Extract to read:
Archive for the Category » 5. Teaching «

Tuesday, May 10th, 2016 | Author:

After a guest lecture in the second year module “Data:From the Source to the Senses“, I was asked to organize a data wrangling workshop. After a short introduction and a demonstration of TriFacta, the data wrangling tool that I proposed them to use, I let them work on data from the university’s timetabling system for compliance checking, exploration, or trend analysis purposes, or their own data that they found for their self-chosen data visualization project in the module. After the workshop, I asked who would use Trifacta in their project and a majority of the hands went up. Most of them were using Excel for their data wrangling tasks before that. Quite a success for Trifacta that the majority of the students were convinced of its value and strengths after just a 1.5 hour workshop.

I also like to share two example cases of the students that came up and that I found most convincing.

Data for analysis:
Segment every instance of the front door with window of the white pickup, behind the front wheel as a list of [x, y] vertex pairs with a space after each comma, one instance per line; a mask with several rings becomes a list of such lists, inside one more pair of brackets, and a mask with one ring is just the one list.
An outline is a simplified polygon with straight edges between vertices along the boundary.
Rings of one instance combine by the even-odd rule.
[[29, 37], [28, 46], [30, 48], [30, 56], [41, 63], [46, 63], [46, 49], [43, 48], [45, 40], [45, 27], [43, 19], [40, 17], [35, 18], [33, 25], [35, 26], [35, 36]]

* * *

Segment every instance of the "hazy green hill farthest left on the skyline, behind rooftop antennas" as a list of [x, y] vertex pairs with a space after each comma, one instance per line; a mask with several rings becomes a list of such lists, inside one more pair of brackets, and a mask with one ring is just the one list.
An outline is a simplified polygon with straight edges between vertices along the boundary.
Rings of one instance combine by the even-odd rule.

==

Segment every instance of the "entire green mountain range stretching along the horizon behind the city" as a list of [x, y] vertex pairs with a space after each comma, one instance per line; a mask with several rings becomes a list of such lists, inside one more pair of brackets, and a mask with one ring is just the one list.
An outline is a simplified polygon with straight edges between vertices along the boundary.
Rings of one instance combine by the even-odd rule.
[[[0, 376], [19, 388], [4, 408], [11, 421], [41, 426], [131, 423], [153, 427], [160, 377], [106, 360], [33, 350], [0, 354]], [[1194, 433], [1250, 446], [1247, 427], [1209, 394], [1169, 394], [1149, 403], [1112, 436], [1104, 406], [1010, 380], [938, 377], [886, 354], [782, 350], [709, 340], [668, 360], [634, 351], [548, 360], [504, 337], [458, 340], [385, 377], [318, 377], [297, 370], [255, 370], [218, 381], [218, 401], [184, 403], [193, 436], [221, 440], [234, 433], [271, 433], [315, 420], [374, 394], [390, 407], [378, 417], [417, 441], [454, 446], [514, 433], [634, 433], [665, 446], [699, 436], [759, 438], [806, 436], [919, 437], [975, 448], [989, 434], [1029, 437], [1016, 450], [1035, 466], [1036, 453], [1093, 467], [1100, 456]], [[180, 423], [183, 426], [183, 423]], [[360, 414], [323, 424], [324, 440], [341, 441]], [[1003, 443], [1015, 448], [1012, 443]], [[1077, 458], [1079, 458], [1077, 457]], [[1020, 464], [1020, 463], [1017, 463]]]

Assignment 1: Translate this sentence from the post about the data wrangling workshop into Spanish: "Most of them were using Excel for their data wrangling tasks before that."
Assignment 2: Please extract the part of the workshop post that begins with the words "Archive for the" and ends with "1.5 hour workshop.".

Response box 1: La mayoría de ellos usaban Excel para sus tareas de tratamiento de datos antes de eso.

Response box 2:
Archive for the Category » 5. Teaching «

Tuesday, May 10th, 2016 | Author:

After a guest lecture in the second year module “Data:From the Source to the Senses“, I was asked to organize a data wrangling workshop. After a short introduction and a demonstration of TriFacta, the data wrangling tool that I proposed them to use, I let them work on data from the university’s timetabling system for compliance checking, exploration, or trend analysis purposes, or their own data that they found for their self-chosen data visualization project in the module. After the workshop, I asked who would use Trifacta in their project and a majority of the hands went up. Most of them were using Excel for their data wrangling tasks before that. Quite a success for Trifacta that the majority of the students were convinced of its value and strengths after just a 1.5 hour workshop.